  • soit indirect, c’est-à-dire que, bien qu’il soit le même pour tous, il a pour effet de priver une personne ayant une déficience d’un avantage;
  • et qui prive une personne ayant une déficience de l’égalité d’accès aux services accessibles aux autres voyageurs de sorte que le fournisseur de services doit fournir un accommodement.

[18] Il incombe à la personne ayant une déficience de prouver, selon la prépondérance des probabilités, qu’elle avait besoin d’un accommodement approprié qui répond aux besoins liés à sa déficience et que ces besoins n’ont pas été satisfaits.

[19] Un service ou une mesure dont le but est de répondre aux besoins liés à la déficience d’une personne est défini comme étant un « accommodement approprié ». S’il est déterminé que la personne a bénéficié d’un accommodement approprié, il est alors impossible de prétendre qu’elle a rencontré un obstacle.

Analyse

[20] L’Office maintient depuis longtemps que les personnes ayant une déficience qui demandent un accommodement ont la responsabilité de faire connaître au fournisseur de services leurs besoins liés à leur déficience et de lui donner un préavis raisonnable, soit, selon l’Office, au moins 48 heures avant le voyage. Cette mesure est nécessaire pour veiller à ce que le service lié à la déficience soit fourni comme demandé. Si une demande d’accommodement n’est pas présentée au moins 48 heures avant le voyage, l’Office s’attend à ce que le fournisseur de services fasse des efforts raisonnables pour fournir à la personne le service lié à sa déficience dont elle a besoin. L’Office est également d’avis qu’il incombe aux passagers de s’informer des politiques et des conditions de transport du transporteur, soit en consultant le site Web du transporteur, soit en communiquant avec le transporteur.

▶ _Travail à faire_:
**1)** Recopiez le texte sur l'accommodement des passagers ayant une déficience, en commençant à « [19] Un service » et en terminant à « rencontré un obstacle. ».
**2)** Poursuivez le texte sur l'accommodement des passagers ayant une déficience, à partir de sa dernière phrase.

▶ _Jeu de données_:
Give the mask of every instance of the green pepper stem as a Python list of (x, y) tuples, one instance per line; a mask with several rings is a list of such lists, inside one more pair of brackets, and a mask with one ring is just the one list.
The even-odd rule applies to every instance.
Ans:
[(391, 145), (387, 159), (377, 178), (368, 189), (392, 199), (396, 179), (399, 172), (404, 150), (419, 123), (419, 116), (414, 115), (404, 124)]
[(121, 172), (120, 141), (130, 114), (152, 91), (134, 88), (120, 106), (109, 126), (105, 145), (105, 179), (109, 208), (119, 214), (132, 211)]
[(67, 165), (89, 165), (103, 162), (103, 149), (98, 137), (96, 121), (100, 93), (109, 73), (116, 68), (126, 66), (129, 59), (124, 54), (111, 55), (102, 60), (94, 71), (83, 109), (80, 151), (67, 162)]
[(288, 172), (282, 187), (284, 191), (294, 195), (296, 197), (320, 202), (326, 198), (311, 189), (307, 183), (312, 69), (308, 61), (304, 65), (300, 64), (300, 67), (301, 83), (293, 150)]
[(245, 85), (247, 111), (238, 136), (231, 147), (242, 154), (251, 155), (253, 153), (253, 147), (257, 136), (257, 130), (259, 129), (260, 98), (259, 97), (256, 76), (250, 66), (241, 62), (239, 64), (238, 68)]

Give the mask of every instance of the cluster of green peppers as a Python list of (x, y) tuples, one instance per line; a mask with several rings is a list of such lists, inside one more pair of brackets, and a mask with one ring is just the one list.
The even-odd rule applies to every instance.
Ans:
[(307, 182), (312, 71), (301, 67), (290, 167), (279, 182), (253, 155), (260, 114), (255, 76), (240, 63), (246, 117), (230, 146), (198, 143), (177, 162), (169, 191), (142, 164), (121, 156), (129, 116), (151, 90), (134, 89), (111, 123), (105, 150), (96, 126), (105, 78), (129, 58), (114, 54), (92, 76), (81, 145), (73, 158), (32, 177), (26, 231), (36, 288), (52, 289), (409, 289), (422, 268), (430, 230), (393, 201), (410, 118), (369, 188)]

▶ _Réponses_:
**1)**
[19] Un service ou une mesure dont le but est de répondre aux besoins liés à la déficience d’une personne est défini comme étant un « accommodement approprié ». S’il est déterminé que la personne a bénéficié d’un accommodement approprié, il est alors impossible de prétendre qu’elle a rencontré un obstacle.

**2)**
[21] Conformément à ce qui précède et, pour des raisons de sécurité, Alitalia exige que les passagers donnent un préavis d’au moins 48 heures de leur intention d’apporter dans la cabine un appareil fonctionnel, comme un appareil CPAP, un ventilateur, un respirateur ou un concentrateur d’oxygène portatif, car ces appareils doivent être préalablement autorisés. Les exigences d’Alitalia relatives au transport des appareils fonctionnels figurent sur son site Web et peuvent être obtenues en communiquant avec son centre d’appel.

[22] Comme M. Pietrzyk n’a pas donné de préavis à Alitalia qu’il voyagerait avec son appareil CPAP, Alitalia n’a pu ni vérifier si l’appareil satisfaisait aux exigences de sécurité avant l’arrivée de M. Pietrzyk à l’aéroport ni inscrire dans son dossier de réservation une autorisation préalable pour le transport de l’appareil. L’Office reconnaît que le directeur de service d’Alitalia était tenu de procéder aux vérifications de sécurité nécessaires avant que M. Pietrzyk soit autorisé à monter à bord de l’aéronef, et est d’avis que le retard d’embarquement de M. Pietrzyk découle directement du fait qu’il ne se soit pas informé de la politique d’Alitalia relative au transport des appareils CPAP et qu’il n’ait pas donné au transporteur un préavis de son intention d’apporter son appareil CPAP à bord du vol.

[23] L’Office note également que même si M. Pietrzyk n’a pas donné de préavis de son intention de voyager avec son appareil CPAP, Alitalia a tout de même fait des efforts raisonnables et pris les mesures nécessaires pour veiller à ce que M. Pietrzyk puisse voyager avec son appareil CPAP à bord de son vol prévu.

Constatation

[24] Comme M. Pietrzyk a pu voyager avec son appareil CPAP, l’Office conclut que M. Pietrzyk a obtenu un accommodement approprié. Par conséquent, l’Office conclut que les difficultés éprouvées par M. Pietrzyk concernant l’acceptation de son appareil CPAP pour le transport n’ont pas constitué un obstacle à ses possibilités de déplacement.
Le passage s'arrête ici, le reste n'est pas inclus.